# READING TEXT
----------------------------------------

# New Michigan law



## apexmi (Jul 8, 2006)

Michigan Law: 

The Michigan State Police are cracking down on speeders heading into Detroit . 

For the first offense, they give you two Detroit Lions tickets. If you get stopped a second time, they make you use them. 






Q. What do you call 47 millionaires around a TV watching the Super Bowl ? 

A. The Detroit Lions. 



Q. What do the Detroit Lions and Billy Graham have in common? 

A. They both can make 70,000 people stand up and yell 'Jesus Christ'. 



Q. How do you keep the Detroit Lions out of your yard? 

A. Put up a goal post. 



Q. Where do you go in Detroit in case of a tornado? 

A. To the Detroit Lions Stadium - they never have a touchdown there! 



Q. What do you call a Detroit Lion with a Super Bowl ring? 

A. A thief. 



Q. What's the difference between the Detroit Lions and a dollar bill? 

A. You can still get four quarters out of a dollar bill. 



Q. How many Detroit Lions does it take to win a Super Bowl?

----------------------------------------

(Dataset items)
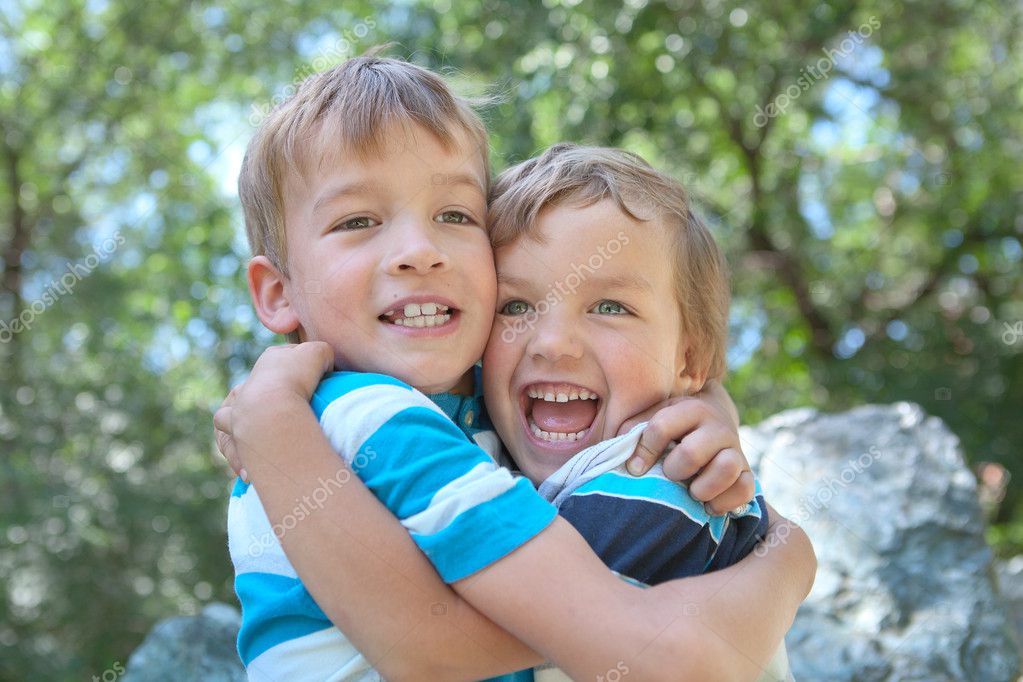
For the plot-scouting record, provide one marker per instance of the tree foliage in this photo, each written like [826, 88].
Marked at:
[861, 162]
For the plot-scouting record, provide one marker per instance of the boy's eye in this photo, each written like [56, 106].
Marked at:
[515, 308]
[359, 223]
[610, 308]
[455, 217]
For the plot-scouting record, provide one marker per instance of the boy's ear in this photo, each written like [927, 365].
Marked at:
[690, 380]
[266, 285]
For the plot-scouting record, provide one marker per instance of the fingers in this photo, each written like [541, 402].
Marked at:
[225, 441]
[740, 494]
[295, 368]
[701, 447]
[665, 425]
[718, 475]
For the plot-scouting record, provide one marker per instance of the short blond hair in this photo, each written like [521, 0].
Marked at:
[570, 173]
[348, 109]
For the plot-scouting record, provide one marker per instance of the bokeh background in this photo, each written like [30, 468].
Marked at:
[862, 163]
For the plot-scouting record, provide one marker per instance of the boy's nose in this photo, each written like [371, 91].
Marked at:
[416, 251]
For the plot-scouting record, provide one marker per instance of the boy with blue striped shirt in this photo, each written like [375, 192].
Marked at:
[391, 269]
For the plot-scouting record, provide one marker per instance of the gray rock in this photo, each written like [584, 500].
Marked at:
[904, 588]
[1011, 586]
[190, 647]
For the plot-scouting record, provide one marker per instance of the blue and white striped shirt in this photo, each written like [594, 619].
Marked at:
[461, 509]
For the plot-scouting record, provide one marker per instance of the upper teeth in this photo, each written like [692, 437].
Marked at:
[561, 396]
[419, 315]
[415, 309]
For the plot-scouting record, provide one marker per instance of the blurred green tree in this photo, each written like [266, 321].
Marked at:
[861, 162]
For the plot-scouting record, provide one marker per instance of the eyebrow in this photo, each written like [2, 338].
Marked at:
[633, 282]
[357, 188]
[344, 189]
[458, 179]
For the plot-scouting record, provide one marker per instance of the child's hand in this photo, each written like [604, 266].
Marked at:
[707, 448]
[282, 372]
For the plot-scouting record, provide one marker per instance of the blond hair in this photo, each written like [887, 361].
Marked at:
[348, 109]
[569, 173]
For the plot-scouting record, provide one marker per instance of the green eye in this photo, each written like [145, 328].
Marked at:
[515, 308]
[360, 223]
[455, 217]
[610, 308]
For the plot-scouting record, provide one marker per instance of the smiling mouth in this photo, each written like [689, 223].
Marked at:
[560, 412]
[418, 315]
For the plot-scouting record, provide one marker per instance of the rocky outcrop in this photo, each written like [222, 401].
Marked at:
[190, 647]
[904, 588]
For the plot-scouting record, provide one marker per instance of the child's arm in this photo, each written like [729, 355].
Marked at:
[708, 449]
[539, 589]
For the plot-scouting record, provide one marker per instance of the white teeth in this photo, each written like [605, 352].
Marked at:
[554, 437]
[423, 321]
[537, 393]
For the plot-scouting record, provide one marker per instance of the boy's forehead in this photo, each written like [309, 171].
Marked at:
[456, 161]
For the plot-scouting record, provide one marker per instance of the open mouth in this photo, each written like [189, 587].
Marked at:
[560, 412]
[418, 315]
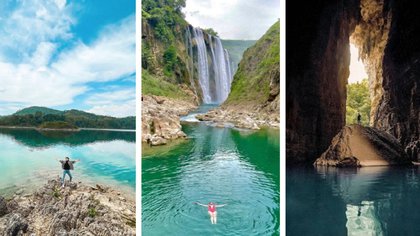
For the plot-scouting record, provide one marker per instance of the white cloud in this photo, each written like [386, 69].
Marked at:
[118, 103]
[32, 31]
[119, 96]
[247, 19]
[110, 57]
[31, 23]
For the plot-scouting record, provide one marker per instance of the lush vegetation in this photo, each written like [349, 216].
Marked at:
[153, 85]
[35, 117]
[358, 101]
[236, 49]
[251, 82]
[57, 125]
[211, 31]
[163, 16]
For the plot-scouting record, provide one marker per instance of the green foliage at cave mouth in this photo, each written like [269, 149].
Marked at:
[358, 100]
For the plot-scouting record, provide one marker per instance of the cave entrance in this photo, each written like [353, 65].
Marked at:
[358, 95]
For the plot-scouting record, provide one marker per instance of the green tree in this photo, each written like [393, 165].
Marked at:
[358, 101]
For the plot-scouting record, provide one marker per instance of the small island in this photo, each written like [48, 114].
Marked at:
[58, 125]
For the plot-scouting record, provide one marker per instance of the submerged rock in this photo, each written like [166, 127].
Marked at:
[357, 146]
[76, 209]
[16, 225]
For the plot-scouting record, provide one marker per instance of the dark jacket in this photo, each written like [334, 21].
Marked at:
[70, 164]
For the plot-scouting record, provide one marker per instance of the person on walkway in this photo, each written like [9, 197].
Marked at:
[211, 207]
[67, 165]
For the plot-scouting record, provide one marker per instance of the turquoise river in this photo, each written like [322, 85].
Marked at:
[239, 168]
[28, 158]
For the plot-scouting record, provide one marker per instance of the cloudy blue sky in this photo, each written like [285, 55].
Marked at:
[62, 54]
[233, 19]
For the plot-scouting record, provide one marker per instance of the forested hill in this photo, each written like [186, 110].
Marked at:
[257, 79]
[236, 49]
[39, 116]
[165, 59]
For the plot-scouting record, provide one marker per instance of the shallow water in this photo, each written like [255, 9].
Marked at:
[226, 166]
[28, 158]
[365, 201]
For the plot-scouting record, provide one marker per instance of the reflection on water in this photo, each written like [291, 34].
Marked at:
[362, 220]
[215, 164]
[364, 201]
[28, 158]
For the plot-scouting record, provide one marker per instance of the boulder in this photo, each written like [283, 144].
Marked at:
[3, 206]
[16, 225]
[358, 146]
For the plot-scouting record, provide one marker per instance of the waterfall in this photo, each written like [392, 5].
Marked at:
[190, 63]
[213, 66]
[202, 65]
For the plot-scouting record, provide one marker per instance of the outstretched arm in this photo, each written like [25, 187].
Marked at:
[200, 204]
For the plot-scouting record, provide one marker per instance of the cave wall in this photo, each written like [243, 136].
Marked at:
[317, 69]
[387, 33]
[399, 110]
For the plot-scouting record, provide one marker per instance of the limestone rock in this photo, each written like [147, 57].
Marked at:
[76, 209]
[358, 146]
[16, 225]
[160, 119]
[318, 69]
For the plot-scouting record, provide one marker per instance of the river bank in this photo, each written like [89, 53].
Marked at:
[75, 209]
[242, 116]
[160, 118]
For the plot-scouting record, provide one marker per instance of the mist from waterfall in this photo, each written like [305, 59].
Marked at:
[213, 65]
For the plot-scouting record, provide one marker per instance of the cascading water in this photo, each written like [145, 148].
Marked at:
[202, 65]
[190, 63]
[213, 66]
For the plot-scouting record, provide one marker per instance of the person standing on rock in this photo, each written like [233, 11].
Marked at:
[359, 118]
[67, 165]
[211, 207]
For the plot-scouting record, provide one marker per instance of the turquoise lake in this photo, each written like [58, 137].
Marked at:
[227, 166]
[365, 201]
[28, 158]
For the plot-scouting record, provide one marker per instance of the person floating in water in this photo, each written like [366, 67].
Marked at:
[67, 165]
[211, 207]
[359, 118]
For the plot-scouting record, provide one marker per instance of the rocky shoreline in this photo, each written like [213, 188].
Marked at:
[243, 117]
[160, 118]
[76, 209]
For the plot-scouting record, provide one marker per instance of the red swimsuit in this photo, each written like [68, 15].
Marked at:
[212, 208]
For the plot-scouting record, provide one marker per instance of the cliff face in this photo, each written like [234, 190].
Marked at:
[254, 98]
[357, 146]
[317, 53]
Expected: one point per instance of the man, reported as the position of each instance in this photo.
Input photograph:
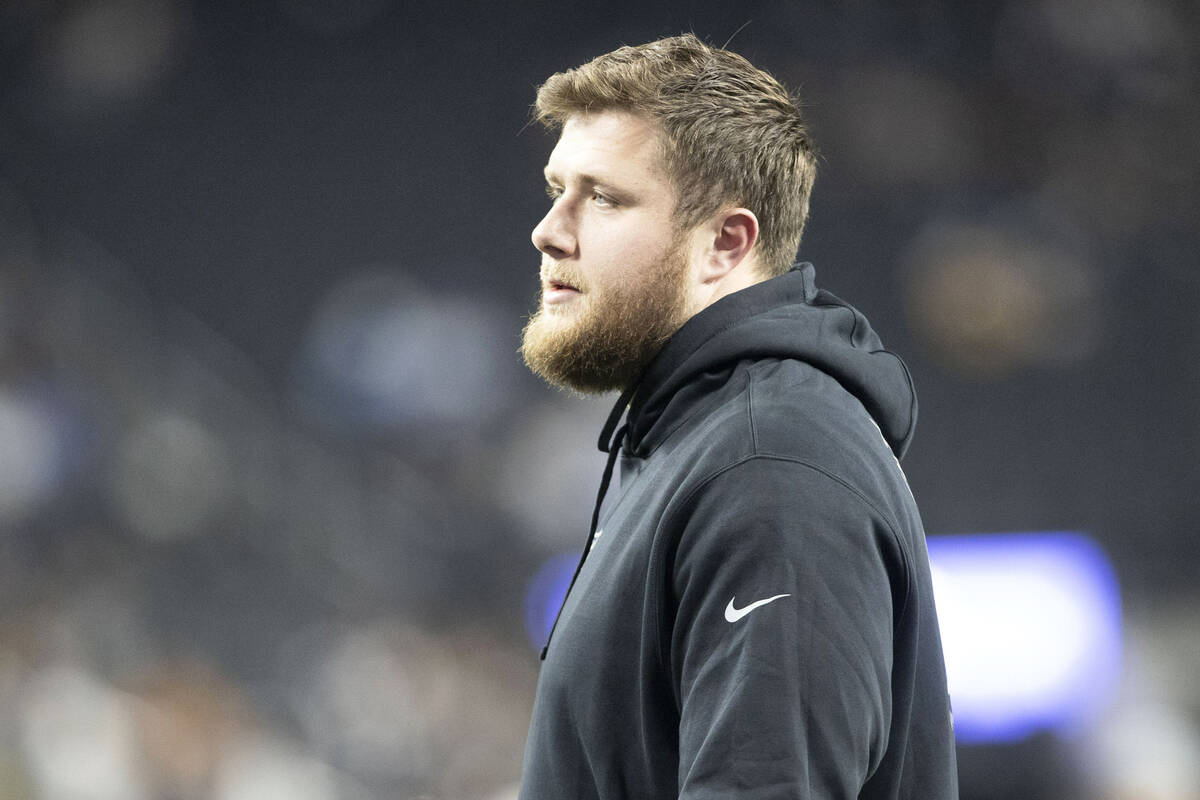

----------------------------------------

# EXERCISES TO COMPLETE
1 > Answer these questions about the Detroit Lions joke post:
(a) In the Michigan law joke, what do the State Police give speeders for a first offense?
(b) How do you keep the Detroit Lions out of your yard?
(c) What can you still get out of a dollar bill?
2 > Carry on the Detroit Lions joke post from the point where it stops.
These dataset items were taken from a separate source.

# ANSWERS BY TASK
1 >
(a) Two Detroit Lions tickets.
(b) Put up a goal post.
(c) Four quarters.

2 >
A. Nobody knows and we may never find out. 



Q. What do the Detroit Lions and a possums have in common? 

A. Both play dead at home and get killed on the road. 

:lol:


----------



## JACKIEGAGA (Dec 11, 2006)

Aren't you tough on the Lions Matt Millen is gone things will get better. 
Those are some great lines:hurah:


----------



## tcusta00 (Dec 31, 2007)

Even recycled for the current horrible team they're still funny. :lol:


----------



## nn8l (Sep 7, 2007)

Why doesn't Grand Rapids have a Professional football team? Because then Detroit would want one.


----------



## jodyguercio (Aug 16, 2007)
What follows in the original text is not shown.